### Selected passage ###

David Chase has sleepy eyes, cool and heavy-lidded, as if he's seen most everything that life -- real or dramatized -- has to unspool. But ask him about music, particularly classic rock, and boy, do those peepers dance to a 4/4 beat.
Obscure songs by big-name artists. Big songs by otherwise-obscure groups. Everything from Rome-set opera to that lost John Cooper Clarke nugget, the expletive-laden "Evidently Chicken Town." Django to Wyclef Jean. Vivaldi to Van Morrison. From "Cake" to Cream to, well, Chicken, the show features one heckuva sonic smorgasbord.
With the finale at hand, we pause to acknowledge: The man is a walking Wikipedia of sound, complete with audio clips.
Directors from Coppola to Scorsese and Tarantino are often celebrated for their musical choices, but Chase certainly belongs in that soundtrack-sensitive pantheon. He, with one producer, reportedly picks all the music that fills the "Sopranos" jukebox, which at times can feel like "I, Claudius" meets "iTunes." And picking up on his attention to musical detail, many die-hard fans of the show delight in guessing which tune DJ David will spin next.
So among the most-debated questions for the finale -- somewhere after "Will Tony live or die?" but long before "Will the Smithsonian get Silvio's hairpiece for posterity?" -- is: What songs will Chase choose to go out on?

###

= Set of tasks =
1. In the article on David Chase, which John Cooper Clarke song is mentioned?
2. Continue the article on David Chase from its final sentence.

### Data lines ###

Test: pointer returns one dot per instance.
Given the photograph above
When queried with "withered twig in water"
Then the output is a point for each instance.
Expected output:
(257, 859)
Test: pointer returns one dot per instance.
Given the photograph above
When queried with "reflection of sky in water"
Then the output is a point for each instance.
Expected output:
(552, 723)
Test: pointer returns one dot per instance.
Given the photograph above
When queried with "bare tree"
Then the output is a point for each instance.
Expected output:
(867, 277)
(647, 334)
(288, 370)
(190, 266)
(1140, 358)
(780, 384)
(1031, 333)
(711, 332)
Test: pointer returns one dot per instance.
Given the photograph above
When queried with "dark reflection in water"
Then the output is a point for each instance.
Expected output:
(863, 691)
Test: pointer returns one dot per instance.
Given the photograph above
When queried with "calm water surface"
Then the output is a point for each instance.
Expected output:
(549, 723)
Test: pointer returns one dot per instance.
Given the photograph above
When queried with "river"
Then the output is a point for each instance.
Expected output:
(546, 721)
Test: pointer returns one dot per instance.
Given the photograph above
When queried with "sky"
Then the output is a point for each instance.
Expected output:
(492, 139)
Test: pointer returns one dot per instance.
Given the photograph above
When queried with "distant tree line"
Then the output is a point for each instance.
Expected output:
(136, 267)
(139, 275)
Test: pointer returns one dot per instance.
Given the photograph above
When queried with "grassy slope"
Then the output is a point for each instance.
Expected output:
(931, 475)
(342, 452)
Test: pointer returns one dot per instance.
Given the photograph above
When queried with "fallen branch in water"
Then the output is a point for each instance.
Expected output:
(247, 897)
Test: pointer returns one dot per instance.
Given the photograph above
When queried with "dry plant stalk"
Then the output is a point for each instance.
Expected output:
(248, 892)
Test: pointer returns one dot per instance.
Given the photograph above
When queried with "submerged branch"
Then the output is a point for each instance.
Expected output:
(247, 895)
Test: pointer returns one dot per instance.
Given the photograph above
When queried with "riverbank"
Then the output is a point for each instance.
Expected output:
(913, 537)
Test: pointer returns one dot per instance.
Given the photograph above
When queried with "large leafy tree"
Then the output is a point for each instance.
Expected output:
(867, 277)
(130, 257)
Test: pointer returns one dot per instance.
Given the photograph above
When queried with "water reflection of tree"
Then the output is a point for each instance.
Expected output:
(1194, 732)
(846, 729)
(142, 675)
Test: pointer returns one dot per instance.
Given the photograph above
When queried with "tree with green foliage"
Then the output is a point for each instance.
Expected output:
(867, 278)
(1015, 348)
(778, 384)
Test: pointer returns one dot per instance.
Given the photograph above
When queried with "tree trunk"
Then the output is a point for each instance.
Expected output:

###

= Expected answers =
1. "Evidently Chicken Town."

2.
Herewith, then, our top-10 picks for the show's last waltz -- the acts, and songs, we'd put on Tony's final mixtape:
10. BRUCE SPRINGSTEEN & THE E STREET BAND -- An obvious pick, what with the band's Van Zandt still (barely) breathing as Tony's consigliere Sil -- and thus a sentimental pick, as well. The real challenge is what to pluck from the massive catalogue of THE Boss. We're mighty tempted to choose "Meeting Across the River," the track from 1975's "Born to Run" (dealing with the desperate criminal), but ultimately we go with "Jungleland," its companion tune that has helped end so many Springsteen concerts. (Lyrical needle-drops: "The rat's own dream guns him down as shots echo down them hallways in the Night"; and: "And try to make an honest stand but they wind up wounded, not even dead.")
9. THE ROLLING STONES -- Another natural pick, given Chase's track record. And judging by blog postings, the go-to track would be "Sympathy for the Devil" (which another HBO show, "Entourage," has used as apparent jokey-homage to superagent Ari). But we're gonna go with "Moonlight Mile." From fading dreams to weather-as-psychological-state metaphor, it's chock full of the stuff of Chase loves. Plus it's got the lyric "coming home," which was rumored to be Chase's original title for the series pilot. (Lyrical needle-drop: I am just living to be lying by your side.")
8. THE BAND -- They're got everything to recommend them here: They were Dylan's backing band. They worked with Scorsese. Robbie Robertson appears on the "Raging Bull" soundtrack. And Marty's concert documentary about them was so fittingly called "The Last Waltz." So we'll pick a tune from that film's soundtrack. "Ophelia?" Shakespearean overtones, but really, notsomuch. "I Shall Be Released"? misses somehow. No, we'll go with "The Weight" -- if only for the lyric that echoes Chase's use of Yeats's slouching-toward-Bethlehem poem "Second Coming": "I pulled into Nazareth, I was feeling about half-past dead / I just needed some place where I can lay my head... "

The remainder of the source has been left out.